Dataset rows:
———

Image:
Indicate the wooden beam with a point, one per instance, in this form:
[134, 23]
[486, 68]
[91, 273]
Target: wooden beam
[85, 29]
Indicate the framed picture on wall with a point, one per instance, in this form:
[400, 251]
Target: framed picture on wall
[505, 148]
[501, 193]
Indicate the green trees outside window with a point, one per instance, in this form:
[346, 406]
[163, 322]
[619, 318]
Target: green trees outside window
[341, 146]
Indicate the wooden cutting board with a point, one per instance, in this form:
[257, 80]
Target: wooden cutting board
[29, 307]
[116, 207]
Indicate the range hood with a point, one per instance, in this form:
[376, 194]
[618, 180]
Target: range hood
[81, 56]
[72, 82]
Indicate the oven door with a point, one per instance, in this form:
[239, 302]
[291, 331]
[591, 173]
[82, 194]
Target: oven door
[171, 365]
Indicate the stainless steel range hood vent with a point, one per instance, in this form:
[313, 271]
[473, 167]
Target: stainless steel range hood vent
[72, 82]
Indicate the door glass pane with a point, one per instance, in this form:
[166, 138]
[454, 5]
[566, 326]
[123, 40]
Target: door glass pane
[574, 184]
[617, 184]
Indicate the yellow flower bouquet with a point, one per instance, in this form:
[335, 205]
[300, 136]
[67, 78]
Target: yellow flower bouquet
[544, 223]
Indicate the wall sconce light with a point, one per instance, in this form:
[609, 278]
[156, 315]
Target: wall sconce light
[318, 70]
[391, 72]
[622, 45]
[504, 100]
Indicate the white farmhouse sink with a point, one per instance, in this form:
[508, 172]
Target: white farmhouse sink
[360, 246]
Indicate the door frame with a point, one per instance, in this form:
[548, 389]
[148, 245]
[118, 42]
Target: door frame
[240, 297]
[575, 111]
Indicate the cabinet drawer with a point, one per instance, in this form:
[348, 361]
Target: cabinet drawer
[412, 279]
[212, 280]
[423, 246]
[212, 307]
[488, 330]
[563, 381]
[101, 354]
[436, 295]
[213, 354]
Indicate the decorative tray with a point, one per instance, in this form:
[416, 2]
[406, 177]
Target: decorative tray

———

Write every line of the records above as a JSON list of strings, one string per line and no entries for blank lines.

ANSWER FOR THE TASK:
[
  "Image:",
  "Indicate the wooden beam with a point, one per instance, in this form:",
  "[134, 23]",
  "[486, 68]",
  "[91, 273]",
  "Target: wooden beam",
  "[85, 29]",
  "Indicate the framed picture on wall with a point, one per instance, in this form:",
  "[400, 251]",
  "Target: framed picture on wall",
  "[505, 148]",
  "[501, 193]",
  "Indicate the green trees outside window with a point, one per instance, in this form:",
  "[346, 406]",
  "[163, 322]",
  "[619, 318]",
  "Target: green trees outside window",
  "[341, 146]",
  "Indicate the wooden cutting board with a point, one per instance, in this form:",
  "[257, 80]",
  "Target: wooden cutting board",
  "[29, 307]",
  "[116, 207]",
  "Indicate the range hood with a point, one per instance, in this form:",
  "[376, 194]",
  "[618, 180]",
  "Target: range hood",
  "[81, 56]",
  "[72, 82]",
  "Indicate the oven door with a point, one per instance, in this form:",
  "[239, 302]",
  "[291, 331]",
  "[591, 173]",
  "[82, 194]",
  "Target: oven door",
  "[171, 365]",
  "Indicate the stainless steel range hood vent with a point, one per instance, in this form:",
  "[313, 271]",
  "[473, 167]",
  "Target: stainless steel range hood vent",
  "[72, 82]",
  "Indicate the door glass pane with a point, one per instance, in this form:",
  "[166, 138]",
  "[454, 5]",
  "[566, 326]",
  "[123, 40]",
  "Target: door glass pane",
  "[574, 184]",
  "[617, 184]",
  "Indicate the yellow flower bouquet with a point, one per instance, in this form:",
  "[335, 205]",
  "[300, 136]",
  "[67, 78]",
  "Target: yellow flower bouquet",
  "[544, 223]",
  "Indicate the wall sconce light with a point, one per instance, in this form:",
  "[609, 278]",
  "[156, 315]",
  "Target: wall sconce light",
  "[318, 70]",
  "[391, 72]",
  "[622, 45]",
  "[504, 100]",
  "Indicate the white farmhouse sink with a point, one per instance, in this form:",
  "[508, 172]",
  "Target: white farmhouse sink",
  "[360, 246]",
  "Indicate the door frame with a point, one per instance, in this form:",
  "[548, 389]",
  "[148, 245]",
  "[118, 42]",
  "Target: door frame",
  "[240, 297]",
  "[575, 111]",
  "Indicate the cabinet drawer with a point, one per instance, in this form:",
  "[348, 361]",
  "Target: cabinet drawer",
  "[412, 279]",
  "[212, 280]",
  "[423, 246]",
  "[212, 307]",
  "[488, 330]",
  "[563, 381]",
  "[101, 354]",
  "[436, 295]",
  "[213, 354]",
  "Indicate the decorative tray with a point, one per instance, in this form:",
  "[416, 2]",
  "[406, 177]",
  "Target: decorative tray"
]